What to produce
From the entries below, output the line with "of the blue" and each following line up to and including the line with "Target: blue and white decoration", exactly as written.

Provided information
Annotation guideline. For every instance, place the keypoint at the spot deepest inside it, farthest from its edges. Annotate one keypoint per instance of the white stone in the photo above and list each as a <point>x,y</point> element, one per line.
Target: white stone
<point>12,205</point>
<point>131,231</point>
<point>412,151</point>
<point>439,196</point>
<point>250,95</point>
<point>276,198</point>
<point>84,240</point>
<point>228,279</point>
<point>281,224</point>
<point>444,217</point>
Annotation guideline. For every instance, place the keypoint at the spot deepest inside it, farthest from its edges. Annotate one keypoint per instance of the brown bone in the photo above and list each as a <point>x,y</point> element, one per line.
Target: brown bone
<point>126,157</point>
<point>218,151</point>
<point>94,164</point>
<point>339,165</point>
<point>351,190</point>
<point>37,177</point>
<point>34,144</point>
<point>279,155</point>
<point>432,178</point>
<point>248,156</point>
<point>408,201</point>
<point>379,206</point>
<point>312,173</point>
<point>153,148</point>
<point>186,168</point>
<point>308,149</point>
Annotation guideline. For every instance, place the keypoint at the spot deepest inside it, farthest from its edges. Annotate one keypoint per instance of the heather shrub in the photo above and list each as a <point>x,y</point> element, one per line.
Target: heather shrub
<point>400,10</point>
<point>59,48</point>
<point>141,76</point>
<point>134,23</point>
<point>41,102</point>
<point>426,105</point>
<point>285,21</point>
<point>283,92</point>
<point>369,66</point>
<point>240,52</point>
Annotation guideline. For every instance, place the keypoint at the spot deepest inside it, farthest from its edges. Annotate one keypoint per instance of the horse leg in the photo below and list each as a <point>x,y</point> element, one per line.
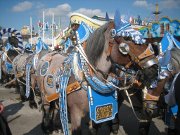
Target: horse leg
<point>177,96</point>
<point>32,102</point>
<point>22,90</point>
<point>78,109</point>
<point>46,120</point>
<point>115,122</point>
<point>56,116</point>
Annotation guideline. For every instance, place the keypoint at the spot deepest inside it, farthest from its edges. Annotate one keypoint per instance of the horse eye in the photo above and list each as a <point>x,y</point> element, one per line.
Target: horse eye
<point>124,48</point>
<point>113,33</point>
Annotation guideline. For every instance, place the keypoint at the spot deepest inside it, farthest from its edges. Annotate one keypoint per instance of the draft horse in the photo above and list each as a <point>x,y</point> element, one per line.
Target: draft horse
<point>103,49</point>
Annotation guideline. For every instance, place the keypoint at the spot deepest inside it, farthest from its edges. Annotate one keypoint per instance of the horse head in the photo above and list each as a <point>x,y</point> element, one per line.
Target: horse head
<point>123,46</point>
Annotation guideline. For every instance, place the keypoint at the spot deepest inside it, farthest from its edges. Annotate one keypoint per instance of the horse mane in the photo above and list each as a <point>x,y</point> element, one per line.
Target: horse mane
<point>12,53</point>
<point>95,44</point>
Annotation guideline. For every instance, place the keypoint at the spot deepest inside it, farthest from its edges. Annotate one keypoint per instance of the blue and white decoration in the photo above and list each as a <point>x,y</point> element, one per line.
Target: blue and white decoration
==
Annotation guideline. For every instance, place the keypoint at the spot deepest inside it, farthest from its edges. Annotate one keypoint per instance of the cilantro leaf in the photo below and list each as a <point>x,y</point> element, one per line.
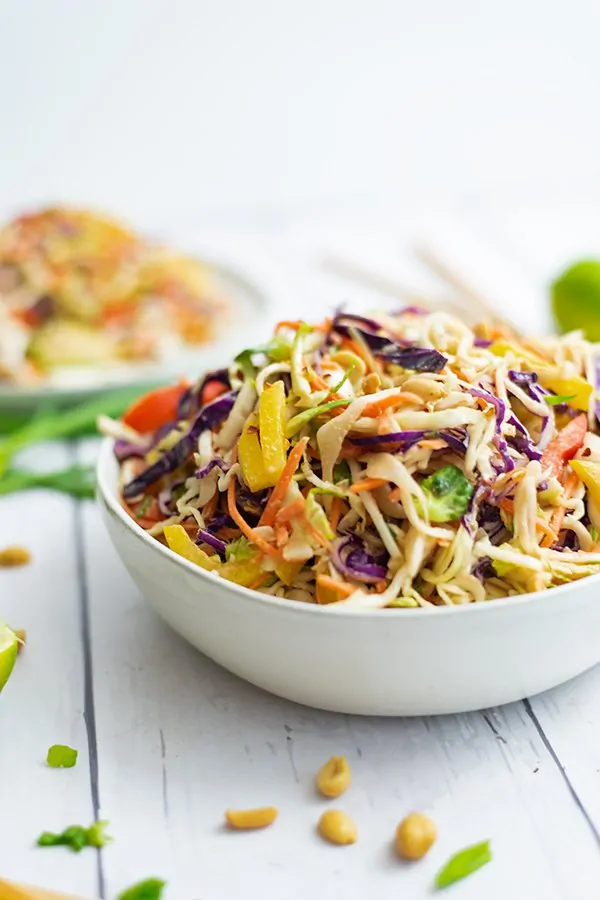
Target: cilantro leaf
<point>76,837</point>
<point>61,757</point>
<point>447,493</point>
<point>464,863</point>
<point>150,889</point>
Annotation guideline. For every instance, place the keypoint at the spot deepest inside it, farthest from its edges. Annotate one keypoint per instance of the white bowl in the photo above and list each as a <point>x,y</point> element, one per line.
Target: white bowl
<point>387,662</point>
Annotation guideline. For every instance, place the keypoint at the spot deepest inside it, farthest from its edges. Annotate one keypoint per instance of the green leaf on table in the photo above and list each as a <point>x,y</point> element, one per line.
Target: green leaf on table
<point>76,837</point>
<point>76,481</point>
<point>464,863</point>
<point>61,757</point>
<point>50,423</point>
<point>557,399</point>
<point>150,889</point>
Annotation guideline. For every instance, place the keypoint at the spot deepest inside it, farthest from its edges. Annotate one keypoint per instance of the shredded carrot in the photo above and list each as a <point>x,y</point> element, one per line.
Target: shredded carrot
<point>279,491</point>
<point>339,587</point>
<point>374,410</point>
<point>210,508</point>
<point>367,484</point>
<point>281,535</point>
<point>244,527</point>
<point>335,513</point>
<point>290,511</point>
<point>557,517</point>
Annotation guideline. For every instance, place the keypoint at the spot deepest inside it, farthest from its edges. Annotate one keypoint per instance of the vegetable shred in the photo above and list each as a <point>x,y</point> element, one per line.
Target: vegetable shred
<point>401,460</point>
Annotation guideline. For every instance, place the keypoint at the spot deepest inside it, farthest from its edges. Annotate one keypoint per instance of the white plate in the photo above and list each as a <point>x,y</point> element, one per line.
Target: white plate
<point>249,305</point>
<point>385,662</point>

Task solution
Annotation guideline. For every instance, place the keypoint at the spot deepest inside it, farthest from its edges. Annotate one keypoint per instance of the blue and white decoration in the photo above and list each as a <point>x,y</point> element, one per line.
Target: blue and white decoration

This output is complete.